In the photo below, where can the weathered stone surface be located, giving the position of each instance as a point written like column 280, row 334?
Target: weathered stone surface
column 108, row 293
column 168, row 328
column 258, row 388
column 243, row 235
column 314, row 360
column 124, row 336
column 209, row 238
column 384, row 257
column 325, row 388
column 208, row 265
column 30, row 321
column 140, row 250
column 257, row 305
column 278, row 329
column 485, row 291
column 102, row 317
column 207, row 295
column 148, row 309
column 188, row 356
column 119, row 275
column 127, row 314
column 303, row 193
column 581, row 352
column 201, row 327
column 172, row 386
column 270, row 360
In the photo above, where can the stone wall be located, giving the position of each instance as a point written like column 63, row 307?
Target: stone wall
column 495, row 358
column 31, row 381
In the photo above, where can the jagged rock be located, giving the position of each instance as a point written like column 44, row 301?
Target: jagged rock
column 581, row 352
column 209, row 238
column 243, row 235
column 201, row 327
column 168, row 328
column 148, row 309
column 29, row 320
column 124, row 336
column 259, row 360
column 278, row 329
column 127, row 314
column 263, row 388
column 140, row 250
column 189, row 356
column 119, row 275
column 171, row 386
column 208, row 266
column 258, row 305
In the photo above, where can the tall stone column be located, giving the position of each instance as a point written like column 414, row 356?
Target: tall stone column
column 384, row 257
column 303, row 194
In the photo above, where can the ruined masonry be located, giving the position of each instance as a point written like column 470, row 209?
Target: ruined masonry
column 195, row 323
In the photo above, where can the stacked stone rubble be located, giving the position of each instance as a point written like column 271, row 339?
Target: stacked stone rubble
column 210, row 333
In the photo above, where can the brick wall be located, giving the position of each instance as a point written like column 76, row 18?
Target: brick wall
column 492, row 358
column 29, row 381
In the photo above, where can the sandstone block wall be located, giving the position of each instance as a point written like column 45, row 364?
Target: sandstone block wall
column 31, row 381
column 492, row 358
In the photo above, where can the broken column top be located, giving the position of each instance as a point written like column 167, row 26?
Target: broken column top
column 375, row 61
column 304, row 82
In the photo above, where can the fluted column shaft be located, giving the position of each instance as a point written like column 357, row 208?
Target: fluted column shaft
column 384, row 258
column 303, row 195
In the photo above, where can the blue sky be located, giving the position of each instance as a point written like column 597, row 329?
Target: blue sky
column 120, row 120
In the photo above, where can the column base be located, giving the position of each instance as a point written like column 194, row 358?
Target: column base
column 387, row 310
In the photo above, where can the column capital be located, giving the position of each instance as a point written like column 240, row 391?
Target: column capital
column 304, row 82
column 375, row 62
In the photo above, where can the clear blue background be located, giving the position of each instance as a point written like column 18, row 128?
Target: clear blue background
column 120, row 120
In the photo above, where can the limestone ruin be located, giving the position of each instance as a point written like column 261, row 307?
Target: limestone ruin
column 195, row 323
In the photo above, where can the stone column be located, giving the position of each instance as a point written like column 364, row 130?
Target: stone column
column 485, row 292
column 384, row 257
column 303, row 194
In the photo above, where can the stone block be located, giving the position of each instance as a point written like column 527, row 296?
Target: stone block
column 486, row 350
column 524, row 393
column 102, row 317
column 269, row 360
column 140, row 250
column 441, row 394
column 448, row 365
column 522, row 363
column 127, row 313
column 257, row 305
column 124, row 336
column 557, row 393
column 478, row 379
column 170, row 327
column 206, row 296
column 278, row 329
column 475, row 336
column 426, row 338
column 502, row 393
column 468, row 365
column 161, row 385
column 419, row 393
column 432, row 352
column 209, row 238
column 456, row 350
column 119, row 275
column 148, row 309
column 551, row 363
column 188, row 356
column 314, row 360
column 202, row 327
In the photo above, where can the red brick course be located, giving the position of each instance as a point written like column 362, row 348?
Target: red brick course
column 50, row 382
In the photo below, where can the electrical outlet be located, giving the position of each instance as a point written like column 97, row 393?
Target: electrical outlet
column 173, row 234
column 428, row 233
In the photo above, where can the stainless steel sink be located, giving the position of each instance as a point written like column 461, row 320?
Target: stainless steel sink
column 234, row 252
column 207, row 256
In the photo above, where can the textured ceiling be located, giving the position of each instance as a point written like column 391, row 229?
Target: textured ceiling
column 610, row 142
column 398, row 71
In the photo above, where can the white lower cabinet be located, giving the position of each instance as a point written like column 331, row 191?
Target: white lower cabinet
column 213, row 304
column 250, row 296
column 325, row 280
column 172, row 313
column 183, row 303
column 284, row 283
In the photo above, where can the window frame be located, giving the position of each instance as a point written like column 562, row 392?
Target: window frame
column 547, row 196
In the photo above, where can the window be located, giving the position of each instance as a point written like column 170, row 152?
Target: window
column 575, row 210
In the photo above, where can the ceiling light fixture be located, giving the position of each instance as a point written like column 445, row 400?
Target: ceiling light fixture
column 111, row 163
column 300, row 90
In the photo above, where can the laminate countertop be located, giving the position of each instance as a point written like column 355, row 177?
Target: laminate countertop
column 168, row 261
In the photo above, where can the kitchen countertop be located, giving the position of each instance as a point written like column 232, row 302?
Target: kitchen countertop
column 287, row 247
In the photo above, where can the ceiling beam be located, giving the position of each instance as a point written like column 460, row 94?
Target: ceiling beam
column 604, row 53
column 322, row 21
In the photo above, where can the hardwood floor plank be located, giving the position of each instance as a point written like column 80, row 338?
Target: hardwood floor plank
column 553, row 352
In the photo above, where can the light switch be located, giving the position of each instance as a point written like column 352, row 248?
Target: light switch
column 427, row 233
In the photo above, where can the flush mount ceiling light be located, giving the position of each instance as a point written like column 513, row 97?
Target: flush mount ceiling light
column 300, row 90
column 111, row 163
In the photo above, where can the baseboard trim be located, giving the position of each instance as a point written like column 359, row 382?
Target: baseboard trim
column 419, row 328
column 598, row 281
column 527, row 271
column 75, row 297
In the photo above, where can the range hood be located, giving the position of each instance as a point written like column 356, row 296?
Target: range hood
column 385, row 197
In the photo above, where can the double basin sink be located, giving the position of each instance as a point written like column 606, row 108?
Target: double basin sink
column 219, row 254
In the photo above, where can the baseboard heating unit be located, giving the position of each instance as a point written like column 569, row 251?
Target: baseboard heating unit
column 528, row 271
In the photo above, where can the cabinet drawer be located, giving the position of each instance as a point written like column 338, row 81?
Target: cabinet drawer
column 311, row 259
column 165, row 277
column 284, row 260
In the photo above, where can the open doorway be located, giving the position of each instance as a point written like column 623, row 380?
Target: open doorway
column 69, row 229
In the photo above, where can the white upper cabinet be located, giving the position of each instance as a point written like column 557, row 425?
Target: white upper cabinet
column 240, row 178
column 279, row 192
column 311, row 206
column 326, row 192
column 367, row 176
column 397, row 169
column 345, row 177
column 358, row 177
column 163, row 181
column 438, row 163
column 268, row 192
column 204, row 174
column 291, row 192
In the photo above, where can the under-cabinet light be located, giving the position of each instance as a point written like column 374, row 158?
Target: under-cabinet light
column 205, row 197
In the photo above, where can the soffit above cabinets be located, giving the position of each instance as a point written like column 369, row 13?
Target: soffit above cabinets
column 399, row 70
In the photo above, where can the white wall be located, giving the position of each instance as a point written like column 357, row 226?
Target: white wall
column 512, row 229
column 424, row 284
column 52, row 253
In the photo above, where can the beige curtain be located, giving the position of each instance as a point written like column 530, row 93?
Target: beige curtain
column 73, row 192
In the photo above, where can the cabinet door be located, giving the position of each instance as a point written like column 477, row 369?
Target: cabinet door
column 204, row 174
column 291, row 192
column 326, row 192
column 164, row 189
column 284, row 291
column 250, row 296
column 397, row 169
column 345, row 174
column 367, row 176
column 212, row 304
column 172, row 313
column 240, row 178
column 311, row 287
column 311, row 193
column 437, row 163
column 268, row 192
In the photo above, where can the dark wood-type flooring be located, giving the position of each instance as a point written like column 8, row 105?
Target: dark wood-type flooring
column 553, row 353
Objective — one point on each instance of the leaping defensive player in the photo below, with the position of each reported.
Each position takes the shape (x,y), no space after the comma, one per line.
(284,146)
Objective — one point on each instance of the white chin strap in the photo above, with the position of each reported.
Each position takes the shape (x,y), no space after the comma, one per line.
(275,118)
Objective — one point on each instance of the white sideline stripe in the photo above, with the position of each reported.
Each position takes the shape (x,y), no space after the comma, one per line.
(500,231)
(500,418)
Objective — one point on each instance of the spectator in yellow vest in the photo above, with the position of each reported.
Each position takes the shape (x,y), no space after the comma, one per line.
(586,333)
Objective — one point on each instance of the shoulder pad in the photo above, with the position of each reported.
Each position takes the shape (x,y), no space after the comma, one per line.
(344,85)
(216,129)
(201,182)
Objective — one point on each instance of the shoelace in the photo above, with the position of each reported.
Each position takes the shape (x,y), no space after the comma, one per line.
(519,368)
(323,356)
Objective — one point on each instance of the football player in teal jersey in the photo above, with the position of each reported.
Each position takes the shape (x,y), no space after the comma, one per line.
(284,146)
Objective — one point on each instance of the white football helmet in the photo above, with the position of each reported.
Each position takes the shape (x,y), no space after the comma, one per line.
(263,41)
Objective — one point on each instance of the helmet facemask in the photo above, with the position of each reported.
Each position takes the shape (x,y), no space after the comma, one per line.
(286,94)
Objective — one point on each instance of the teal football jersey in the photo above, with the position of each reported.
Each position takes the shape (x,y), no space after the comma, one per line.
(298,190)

________

REQUIRED ACTION
For each line above that holds the string "player", provide a copy of that line.

TASK OUTPUT
Objective — one point on each instance of the leaping defensive player in the photo below, with the position of each reported.
Objective — one point on each instance of the football player in teal jersey in the photo above, with the position of each reported.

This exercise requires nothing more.